EXERCISE DETAILS:
Your task is to write out every line of the data exactly. Drop the pictures.

RECORDS SHOWN:
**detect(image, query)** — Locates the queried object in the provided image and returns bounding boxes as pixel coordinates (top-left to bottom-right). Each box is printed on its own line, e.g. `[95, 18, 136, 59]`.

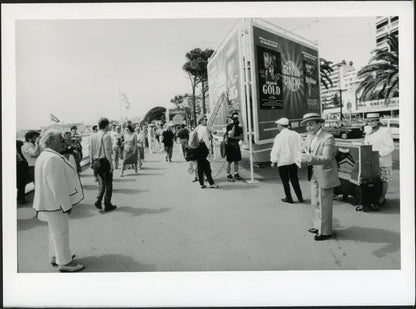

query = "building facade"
[375, 16, 399, 51]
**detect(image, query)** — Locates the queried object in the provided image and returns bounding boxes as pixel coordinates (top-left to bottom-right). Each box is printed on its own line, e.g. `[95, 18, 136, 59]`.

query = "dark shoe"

PROBLEM SOLUTION:
**detect(image, query)** — Locates the queried object in the provided image and returns bounding boxes as pixel coordinates (top-left to bottom-right). Each box is printed on its own line, e.g. `[95, 18, 136, 59]`.


query = "building facade"
[375, 16, 399, 51]
**detect(image, query)** — Locates the queried object in the provided image and returns bounding boxes as pixel coordinates (top-left to bottom-right). Each box is printed on its own line, e.g. `[95, 18, 136, 59]`.

query = "dark shoe"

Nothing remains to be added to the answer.